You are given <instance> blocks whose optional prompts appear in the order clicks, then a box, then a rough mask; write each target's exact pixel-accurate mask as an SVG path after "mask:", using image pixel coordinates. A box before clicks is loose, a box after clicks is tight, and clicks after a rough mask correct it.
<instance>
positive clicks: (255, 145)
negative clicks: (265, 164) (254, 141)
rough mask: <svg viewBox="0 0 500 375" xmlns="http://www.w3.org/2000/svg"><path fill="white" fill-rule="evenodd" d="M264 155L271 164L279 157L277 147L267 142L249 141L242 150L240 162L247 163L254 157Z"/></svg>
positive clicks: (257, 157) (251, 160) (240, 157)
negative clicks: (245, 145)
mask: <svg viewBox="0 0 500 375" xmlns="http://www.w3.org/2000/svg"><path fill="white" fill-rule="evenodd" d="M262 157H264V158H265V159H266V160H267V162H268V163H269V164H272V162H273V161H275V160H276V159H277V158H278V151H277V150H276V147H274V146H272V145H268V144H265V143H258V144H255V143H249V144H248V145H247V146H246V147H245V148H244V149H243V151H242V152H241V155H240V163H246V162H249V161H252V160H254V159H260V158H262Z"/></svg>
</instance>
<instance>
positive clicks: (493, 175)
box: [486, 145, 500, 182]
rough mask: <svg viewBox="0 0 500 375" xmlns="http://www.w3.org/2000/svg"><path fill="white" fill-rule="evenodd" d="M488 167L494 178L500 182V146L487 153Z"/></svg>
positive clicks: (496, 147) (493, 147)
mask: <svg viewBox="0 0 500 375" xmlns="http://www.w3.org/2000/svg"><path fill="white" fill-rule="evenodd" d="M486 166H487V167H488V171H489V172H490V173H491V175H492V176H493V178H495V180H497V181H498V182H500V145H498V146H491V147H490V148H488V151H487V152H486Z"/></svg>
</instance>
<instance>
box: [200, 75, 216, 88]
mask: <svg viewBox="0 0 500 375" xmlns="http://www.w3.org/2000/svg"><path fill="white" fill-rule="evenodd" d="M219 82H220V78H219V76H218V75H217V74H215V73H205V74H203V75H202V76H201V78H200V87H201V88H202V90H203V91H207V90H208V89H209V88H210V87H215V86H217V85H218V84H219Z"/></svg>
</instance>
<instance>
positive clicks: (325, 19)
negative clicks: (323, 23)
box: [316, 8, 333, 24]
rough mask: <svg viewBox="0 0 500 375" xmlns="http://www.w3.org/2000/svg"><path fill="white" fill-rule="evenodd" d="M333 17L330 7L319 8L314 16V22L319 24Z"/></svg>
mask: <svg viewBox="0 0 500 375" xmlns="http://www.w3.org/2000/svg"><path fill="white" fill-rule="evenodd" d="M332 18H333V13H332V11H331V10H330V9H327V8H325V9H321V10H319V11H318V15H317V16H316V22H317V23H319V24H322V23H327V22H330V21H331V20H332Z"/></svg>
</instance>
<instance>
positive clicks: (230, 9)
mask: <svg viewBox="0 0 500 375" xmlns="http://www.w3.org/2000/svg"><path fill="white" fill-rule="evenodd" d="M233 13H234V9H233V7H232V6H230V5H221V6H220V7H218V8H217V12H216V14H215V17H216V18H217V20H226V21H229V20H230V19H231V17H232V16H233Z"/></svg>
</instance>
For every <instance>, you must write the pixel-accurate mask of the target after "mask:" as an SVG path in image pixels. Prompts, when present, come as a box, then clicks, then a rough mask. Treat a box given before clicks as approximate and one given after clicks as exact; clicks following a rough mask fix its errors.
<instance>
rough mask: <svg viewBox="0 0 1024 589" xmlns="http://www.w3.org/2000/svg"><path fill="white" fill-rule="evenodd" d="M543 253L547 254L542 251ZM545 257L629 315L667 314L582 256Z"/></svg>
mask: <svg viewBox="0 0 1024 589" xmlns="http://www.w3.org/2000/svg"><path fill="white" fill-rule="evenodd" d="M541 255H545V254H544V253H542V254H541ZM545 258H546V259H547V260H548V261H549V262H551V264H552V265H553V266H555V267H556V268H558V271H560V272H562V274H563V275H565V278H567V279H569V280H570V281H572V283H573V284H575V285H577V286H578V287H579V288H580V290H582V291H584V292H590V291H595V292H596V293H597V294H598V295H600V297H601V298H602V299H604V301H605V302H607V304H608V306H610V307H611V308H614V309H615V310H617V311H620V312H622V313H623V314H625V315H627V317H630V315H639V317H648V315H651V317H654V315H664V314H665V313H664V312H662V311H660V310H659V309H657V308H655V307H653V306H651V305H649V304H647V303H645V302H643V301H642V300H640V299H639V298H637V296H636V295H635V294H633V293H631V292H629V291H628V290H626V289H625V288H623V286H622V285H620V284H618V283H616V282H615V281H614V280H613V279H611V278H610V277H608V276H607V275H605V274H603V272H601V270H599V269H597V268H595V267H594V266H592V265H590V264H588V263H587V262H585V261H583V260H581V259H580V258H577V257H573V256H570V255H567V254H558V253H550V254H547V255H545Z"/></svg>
======
| AIM OF THE TASK |
Turn the lines above into a numbered list, leaving out any blank lines.

| WRITTEN SOLUTION |
1. You are given <instance> blocks whose optional prompts appear in the order clicks, then a box, then a rough mask; write each target's exact pixel-accurate mask as an SVG path after "mask:", using image pixel coordinates. A box before clicks is loose, a box after clicks is tight, and clicks after a rough mask correct it.
2. <instance>
3. positive clicks: (255, 145)
4. negative clicks: (265, 164) (254, 141)
5. rough mask: <svg viewBox="0 0 500 375" xmlns="http://www.w3.org/2000/svg"><path fill="white" fill-rule="evenodd" d="M264 155L271 164L279 157L277 147L267 142L249 141L242 150L240 162L247 163L254 157Z"/></svg>
6. positive clicks: (257, 157) (251, 160) (240, 157)
7. negative clicks: (245, 145)
8. mask: <svg viewBox="0 0 500 375" xmlns="http://www.w3.org/2000/svg"><path fill="white" fill-rule="evenodd" d="M262 157H264V158H265V159H266V160H267V162H268V163H269V164H272V162H273V161H275V160H276V159H277V158H278V151H277V150H276V147H274V146H272V145H268V144H265V143H258V144H255V143H249V144H248V145H247V146H246V147H245V148H244V149H243V151H242V152H241V155H240V163H246V162H249V161H252V160H254V159H260V158H262Z"/></svg>
9. </instance>
10. <instance>
11. positive clicks: (493, 175)
12. box: [486, 145, 500, 182]
13. rough mask: <svg viewBox="0 0 500 375" xmlns="http://www.w3.org/2000/svg"><path fill="white" fill-rule="evenodd" d="M488 167L494 178L500 182V146L487 153Z"/></svg>
14. positive clicks: (496, 147) (493, 147)
15. mask: <svg viewBox="0 0 500 375" xmlns="http://www.w3.org/2000/svg"><path fill="white" fill-rule="evenodd" d="M486 166H487V167H488V171H489V172H490V173H491V175H492V176H493V178H495V180H497V181H498V182H500V145H498V146H491V147H490V148H488V151H487V152H486Z"/></svg>
16. </instance>
17. <instance>
18. box: [200, 75, 216, 88]
19. mask: <svg viewBox="0 0 500 375" xmlns="http://www.w3.org/2000/svg"><path fill="white" fill-rule="evenodd" d="M219 82H220V78H219V76H218V75H217V74H215V73H205V74H203V75H202V76H201V78H200V87H201V88H202V90H203V91H207V90H208V89H209V88H210V87H215V86H217V85H218V84H219Z"/></svg>
20. </instance>
21. <instance>
22. positive clicks: (325, 19)
23. negative clicks: (323, 23)
24. box: [316, 8, 333, 24]
25. rough mask: <svg viewBox="0 0 500 375" xmlns="http://www.w3.org/2000/svg"><path fill="white" fill-rule="evenodd" d="M333 17L330 7L319 8L314 16V22L319 24Z"/></svg>
26. mask: <svg viewBox="0 0 500 375" xmlns="http://www.w3.org/2000/svg"><path fill="white" fill-rule="evenodd" d="M332 18H333V13H332V11H331V10H330V9H327V8H325V9H321V10H319V11H318V15H317V16H316V22H317V23H319V24H322V23H327V22H330V21H331V20H332Z"/></svg>
27. </instance>
28. <instance>
29. positive clicks: (230, 9)
30. mask: <svg viewBox="0 0 500 375" xmlns="http://www.w3.org/2000/svg"><path fill="white" fill-rule="evenodd" d="M233 13H234V9H233V7H232V6H230V5H221V6H220V7H218V8H217V12H216V14H215V17H216V18H217V20H226V21H229V20H230V19H231V17H232V16H233Z"/></svg>
31. </instance>
32. For every <instance>, you must write the pixel-accurate mask of the target after "mask:" as an SVG path in image pixels. Prompts, when present, come as a box, then clicks, then a rough mask. Treat a box given before clicks as approximate and one given after clicks as exact; clicks following a rough mask fix its errors.
33. <instance>
34. rough mask: <svg viewBox="0 0 1024 589" xmlns="http://www.w3.org/2000/svg"><path fill="white" fill-rule="evenodd" d="M543 253L547 254L542 251ZM545 257L629 315L667 314L582 256Z"/></svg>
35. mask: <svg viewBox="0 0 1024 589" xmlns="http://www.w3.org/2000/svg"><path fill="white" fill-rule="evenodd" d="M541 255H545V254H544V253H542V254H541ZM545 258H546V259H547V260H548V261H549V262H551V264H552V265H553V266H555V267H556V268H558V271H560V272H562V274H563V275H565V278H567V279H569V280H570V281H572V283H573V284H575V285H577V286H578V287H579V288H580V290H582V291H584V292H590V291H595V292H596V293H597V294H598V295H600V297H601V298H602V299H604V301H605V302H607V304H608V306H610V307H611V308H614V309H615V310H617V311H620V312H622V313H623V314H625V315H627V317H630V315H639V317H648V315H651V317H654V315H664V314H665V313H664V312H662V311H660V310H659V309H657V308H655V307H653V306H651V305H649V304H647V303H645V302H643V301H642V300H640V299H639V298H637V296H636V295H635V294H633V293H631V292H629V291H628V290H626V289H625V288H623V286H622V285H620V284H618V283H616V282H615V281H614V280H613V279H611V278H610V277H608V276H607V275H605V274H603V272H601V270H599V269H597V268H595V267H594V266H592V265H590V264H588V263H587V262H585V261H583V260H581V259H580V258H577V257H573V256H570V255H567V254H558V253H550V254H547V255H545Z"/></svg>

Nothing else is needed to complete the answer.